The radius, or ulna is the larger of the two bones of the forearm, and is the most commonly broken bone in the arm. The distal end is the end of the bone nearest the wrist. The majority of distal radius/ulna fractures can be treated nonsurgically through use of a cast. Some fractures of the radius and ulna cannot be treated with a cast alone, when the fragmented parts of the bone are extremely displaced. In those cases, surgery may be required, which begins by making an incision over the fracture site. The bones are then held in place by either metal pins, plates and screws, or an external fixator. The initial wound is then sutured closed. A second surgery may be required to remove the means of fixation.
Who is a candidate?
Candidates have a broken distal radius/ulna whose displacement is so severe that nonsurgical treatment is insufficient for recovery and healing.
Who is not a candidate?
Most patients with a broken distal radius/ulna do not require surgical treatment.
Prior to undergoing distal radius/ulna fracture repair, an examination to diagnose the broken bone in order to determine if surgery is necessary should be performed. Before surgery, you should inform your orthopedic surgeon of any medications or supplements you take, and comply with certain general surgery procedures such as preoperative blood testing and possible cessation of smoking or use of pain relievers and anti-inflammatory drugs one week prior. You may need to stop taking blood thinner medication (e.g. Warfarin). You will likely be asked to stop eating or drinking the night before the surgery.
Immediately after the procedure, you will likely be in a moderate amount of pain and be required to wear a cast for up to 6 weeks. Casts may need to be changed in order to accommodate decreased swelling. Follow your orthopedic surgeon’s postoperative instructions and attend any follow-up visits, which can then confirm proper positioning and normal healing of the distal radius/ulna. Full recovery can take up to 1 year including occasional pain from more vigorous activity, but stiffness in the wrist may persist for up to 2 years as the bone continues to heal. A physical therapy regimen may be recommended depending on the severity of the case. Most patients can resume light exercise activities 1-2 months after surgery and begin more rigorous exercise 3-6 months after injury.
As with any surgery, there are risks of complications related to infection, damage to nerves and blood vessels, bleeding and blood clots, or adverse reactions to anesthesia. However, incidences of these complications are extremely rare. Complications specific to clavicle fracture repair include nonunion (failure of the broken collarbone to heal), which occurs in about 15% of cases. The hardware added to the bone may also cause irritation and may require surgical removal later on.

■ EXCERPTED RECORDS ■
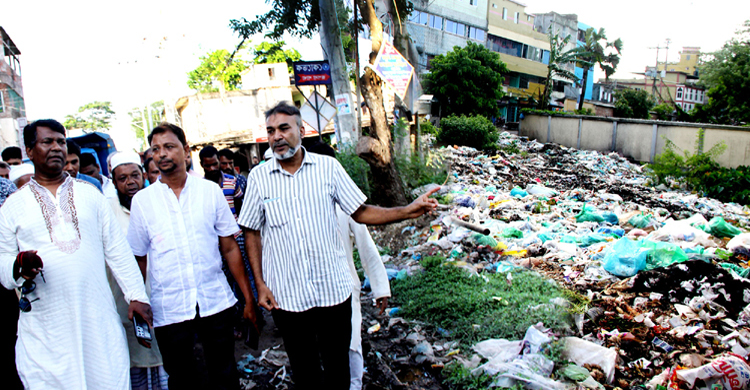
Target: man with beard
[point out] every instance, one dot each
(69, 333)
(184, 225)
(296, 252)
(145, 363)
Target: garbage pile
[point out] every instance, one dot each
(665, 272)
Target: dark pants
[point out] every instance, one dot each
(8, 329)
(177, 344)
(321, 334)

■ GOAL OF THE EXERCISE ■
In the page on distal radius/ulna fracture repair, for how long after the procedure might a cast be required?

■ TASK SOLUTION ■
Up to 6 weeks.